*About this exercise*
Scan the records below and copy every line that contains the string "hill".

*Dataset records*
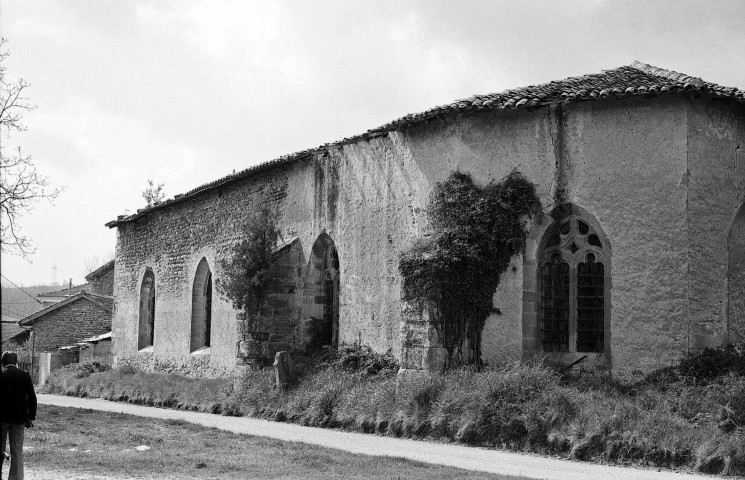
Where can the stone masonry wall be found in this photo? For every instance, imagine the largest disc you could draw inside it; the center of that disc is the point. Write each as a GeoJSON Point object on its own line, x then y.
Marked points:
{"type": "Point", "coordinates": [70, 324]}
{"type": "Point", "coordinates": [624, 161]}
{"type": "Point", "coordinates": [103, 285]}
{"type": "Point", "coordinates": [716, 191]}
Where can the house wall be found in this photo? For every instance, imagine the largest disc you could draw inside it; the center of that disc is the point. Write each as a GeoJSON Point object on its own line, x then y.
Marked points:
{"type": "Point", "coordinates": [70, 324]}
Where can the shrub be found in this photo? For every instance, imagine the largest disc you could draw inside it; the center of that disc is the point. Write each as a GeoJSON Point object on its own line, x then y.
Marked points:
{"type": "Point", "coordinates": [713, 363]}
{"type": "Point", "coordinates": [362, 359]}
{"type": "Point", "coordinates": [453, 272]}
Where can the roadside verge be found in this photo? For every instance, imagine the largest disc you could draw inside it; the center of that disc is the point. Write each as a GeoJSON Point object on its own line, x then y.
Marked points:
{"type": "Point", "coordinates": [470, 458]}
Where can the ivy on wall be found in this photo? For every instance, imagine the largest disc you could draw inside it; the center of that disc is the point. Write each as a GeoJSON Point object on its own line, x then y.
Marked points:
{"type": "Point", "coordinates": [454, 271]}
{"type": "Point", "coordinates": [245, 276]}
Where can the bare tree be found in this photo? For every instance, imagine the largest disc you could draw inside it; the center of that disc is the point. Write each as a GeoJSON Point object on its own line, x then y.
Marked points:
{"type": "Point", "coordinates": [153, 194]}
{"type": "Point", "coordinates": [20, 184]}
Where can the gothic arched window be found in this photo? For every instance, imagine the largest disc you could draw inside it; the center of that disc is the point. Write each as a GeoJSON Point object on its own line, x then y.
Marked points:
{"type": "Point", "coordinates": [572, 278]}
{"type": "Point", "coordinates": [146, 335]}
{"type": "Point", "coordinates": [201, 307]}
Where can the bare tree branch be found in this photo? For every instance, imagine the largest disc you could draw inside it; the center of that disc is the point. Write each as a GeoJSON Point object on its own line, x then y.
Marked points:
{"type": "Point", "coordinates": [21, 186]}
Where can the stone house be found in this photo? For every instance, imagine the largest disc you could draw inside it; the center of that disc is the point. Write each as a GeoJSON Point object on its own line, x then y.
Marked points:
{"type": "Point", "coordinates": [50, 298]}
{"type": "Point", "coordinates": [638, 259]}
{"type": "Point", "coordinates": [69, 321]}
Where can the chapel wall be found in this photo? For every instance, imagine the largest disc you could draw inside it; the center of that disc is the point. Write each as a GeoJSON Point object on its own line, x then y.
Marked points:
{"type": "Point", "coordinates": [716, 186]}
{"type": "Point", "coordinates": [624, 162]}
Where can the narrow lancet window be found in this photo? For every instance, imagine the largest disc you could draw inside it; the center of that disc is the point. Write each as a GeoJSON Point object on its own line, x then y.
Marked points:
{"type": "Point", "coordinates": [573, 285]}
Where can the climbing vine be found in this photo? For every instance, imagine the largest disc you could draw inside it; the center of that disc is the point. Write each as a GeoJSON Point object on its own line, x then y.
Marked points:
{"type": "Point", "coordinates": [245, 276]}
{"type": "Point", "coordinates": [454, 271]}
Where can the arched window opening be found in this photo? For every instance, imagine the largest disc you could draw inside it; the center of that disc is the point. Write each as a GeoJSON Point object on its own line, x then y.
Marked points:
{"type": "Point", "coordinates": [331, 293]}
{"type": "Point", "coordinates": [572, 284]}
{"type": "Point", "coordinates": [322, 293]}
{"type": "Point", "coordinates": [146, 335]}
{"type": "Point", "coordinates": [201, 307]}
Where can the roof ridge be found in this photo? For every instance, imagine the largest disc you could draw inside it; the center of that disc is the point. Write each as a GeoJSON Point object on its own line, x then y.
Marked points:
{"type": "Point", "coordinates": [669, 74]}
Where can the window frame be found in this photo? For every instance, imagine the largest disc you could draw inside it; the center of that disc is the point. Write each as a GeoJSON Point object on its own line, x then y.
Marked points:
{"type": "Point", "coordinates": [549, 247]}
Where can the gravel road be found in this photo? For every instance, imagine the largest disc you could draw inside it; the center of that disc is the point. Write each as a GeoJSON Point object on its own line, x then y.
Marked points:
{"type": "Point", "coordinates": [470, 458]}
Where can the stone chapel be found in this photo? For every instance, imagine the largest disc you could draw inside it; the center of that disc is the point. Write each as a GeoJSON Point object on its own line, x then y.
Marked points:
{"type": "Point", "coordinates": [639, 259]}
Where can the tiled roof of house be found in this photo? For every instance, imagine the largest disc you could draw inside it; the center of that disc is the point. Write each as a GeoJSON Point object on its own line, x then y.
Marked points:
{"type": "Point", "coordinates": [100, 270]}
{"type": "Point", "coordinates": [636, 79]}
{"type": "Point", "coordinates": [65, 292]}
{"type": "Point", "coordinates": [11, 329]}
{"type": "Point", "coordinates": [101, 301]}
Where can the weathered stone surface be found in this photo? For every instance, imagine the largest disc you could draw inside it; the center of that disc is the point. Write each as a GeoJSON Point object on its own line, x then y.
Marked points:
{"type": "Point", "coordinates": [662, 177]}
{"type": "Point", "coordinates": [284, 371]}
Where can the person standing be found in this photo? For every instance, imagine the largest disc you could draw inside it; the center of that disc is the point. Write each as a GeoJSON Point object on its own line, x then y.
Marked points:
{"type": "Point", "coordinates": [17, 412]}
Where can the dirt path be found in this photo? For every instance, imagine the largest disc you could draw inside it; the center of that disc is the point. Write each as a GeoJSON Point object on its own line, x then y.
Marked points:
{"type": "Point", "coordinates": [470, 458]}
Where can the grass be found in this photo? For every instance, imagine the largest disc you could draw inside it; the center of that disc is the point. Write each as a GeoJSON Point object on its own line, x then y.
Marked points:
{"type": "Point", "coordinates": [99, 443]}
{"type": "Point", "coordinates": [690, 416]}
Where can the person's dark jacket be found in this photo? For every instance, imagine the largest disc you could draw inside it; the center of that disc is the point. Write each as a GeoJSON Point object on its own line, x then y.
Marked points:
{"type": "Point", "coordinates": [18, 402]}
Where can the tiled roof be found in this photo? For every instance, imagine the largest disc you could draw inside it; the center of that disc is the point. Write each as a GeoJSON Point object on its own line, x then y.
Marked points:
{"type": "Point", "coordinates": [11, 329]}
{"type": "Point", "coordinates": [100, 270]}
{"type": "Point", "coordinates": [65, 292]}
{"type": "Point", "coordinates": [636, 79]}
{"type": "Point", "coordinates": [104, 302]}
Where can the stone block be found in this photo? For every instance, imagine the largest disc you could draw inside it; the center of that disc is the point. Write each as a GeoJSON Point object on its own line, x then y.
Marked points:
{"type": "Point", "coordinates": [284, 372]}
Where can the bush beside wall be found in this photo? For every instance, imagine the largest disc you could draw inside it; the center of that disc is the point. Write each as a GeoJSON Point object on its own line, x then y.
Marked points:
{"type": "Point", "coordinates": [681, 417]}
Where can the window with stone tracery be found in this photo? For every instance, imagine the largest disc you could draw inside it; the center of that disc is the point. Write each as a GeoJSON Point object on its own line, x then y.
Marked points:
{"type": "Point", "coordinates": [572, 285]}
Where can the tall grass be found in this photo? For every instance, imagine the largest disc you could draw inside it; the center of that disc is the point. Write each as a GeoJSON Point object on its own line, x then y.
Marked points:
{"type": "Point", "coordinates": [690, 416]}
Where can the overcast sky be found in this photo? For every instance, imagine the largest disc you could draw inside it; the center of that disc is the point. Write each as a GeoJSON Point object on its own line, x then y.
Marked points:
{"type": "Point", "coordinates": [185, 92]}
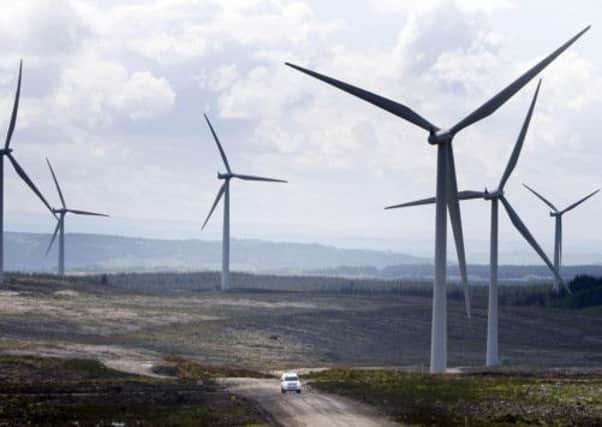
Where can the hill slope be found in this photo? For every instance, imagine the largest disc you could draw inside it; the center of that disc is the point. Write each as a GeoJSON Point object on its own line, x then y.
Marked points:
{"type": "Point", "coordinates": [89, 252]}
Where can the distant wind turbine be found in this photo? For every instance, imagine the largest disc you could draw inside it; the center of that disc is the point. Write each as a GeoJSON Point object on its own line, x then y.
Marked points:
{"type": "Point", "coordinates": [557, 215]}
{"type": "Point", "coordinates": [492, 355]}
{"type": "Point", "coordinates": [447, 189]}
{"type": "Point", "coordinates": [7, 152]}
{"type": "Point", "coordinates": [60, 225]}
{"type": "Point", "coordinates": [224, 191]}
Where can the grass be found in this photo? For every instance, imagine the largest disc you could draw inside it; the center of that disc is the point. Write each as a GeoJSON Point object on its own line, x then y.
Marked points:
{"type": "Point", "coordinates": [53, 391]}
{"type": "Point", "coordinates": [479, 399]}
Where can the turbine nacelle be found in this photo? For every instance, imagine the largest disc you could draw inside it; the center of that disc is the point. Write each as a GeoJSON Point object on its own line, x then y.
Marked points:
{"type": "Point", "coordinates": [440, 136]}
{"type": "Point", "coordinates": [497, 194]}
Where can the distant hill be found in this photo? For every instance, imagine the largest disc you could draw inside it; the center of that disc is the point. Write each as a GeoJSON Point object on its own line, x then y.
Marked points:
{"type": "Point", "coordinates": [476, 272]}
{"type": "Point", "coordinates": [95, 252]}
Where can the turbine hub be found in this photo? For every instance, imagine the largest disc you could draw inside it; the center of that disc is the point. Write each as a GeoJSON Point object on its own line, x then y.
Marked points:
{"type": "Point", "coordinates": [440, 137]}
{"type": "Point", "coordinates": [493, 195]}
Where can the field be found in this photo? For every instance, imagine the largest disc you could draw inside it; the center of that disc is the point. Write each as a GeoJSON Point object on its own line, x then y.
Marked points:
{"type": "Point", "coordinates": [56, 391]}
{"type": "Point", "coordinates": [503, 398]}
{"type": "Point", "coordinates": [267, 325]}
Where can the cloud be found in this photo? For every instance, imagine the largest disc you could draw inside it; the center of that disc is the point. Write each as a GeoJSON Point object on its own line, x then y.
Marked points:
{"type": "Point", "coordinates": [127, 81]}
{"type": "Point", "coordinates": [144, 96]}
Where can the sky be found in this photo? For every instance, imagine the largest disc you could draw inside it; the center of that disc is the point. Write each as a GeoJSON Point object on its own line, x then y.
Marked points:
{"type": "Point", "coordinates": [114, 91]}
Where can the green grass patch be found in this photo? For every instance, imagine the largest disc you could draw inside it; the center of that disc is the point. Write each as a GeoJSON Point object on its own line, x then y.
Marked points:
{"type": "Point", "coordinates": [54, 391]}
{"type": "Point", "coordinates": [485, 399]}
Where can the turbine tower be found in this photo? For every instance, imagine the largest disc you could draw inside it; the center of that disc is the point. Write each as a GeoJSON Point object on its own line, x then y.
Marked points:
{"type": "Point", "coordinates": [7, 152]}
{"type": "Point", "coordinates": [60, 225]}
{"type": "Point", "coordinates": [495, 197]}
{"type": "Point", "coordinates": [447, 190]}
{"type": "Point", "coordinates": [225, 192]}
{"type": "Point", "coordinates": [557, 215]}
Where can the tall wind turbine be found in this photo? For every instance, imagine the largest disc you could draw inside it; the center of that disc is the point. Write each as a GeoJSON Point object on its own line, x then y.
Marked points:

*Exercise solution*
Where can the hill slope be found in this photo? For every instance, imagine the largest disc you could draw inside it; the center of that disc is the point. Write each as a GeoJSON Point object on its own line, x then y.
Where can the distant hill be found in this photo? For every instance, imagine the largest disc you could draw inside it; the center of that disc is the point. Write each as a GeoJSON Point object on its own line, x then y.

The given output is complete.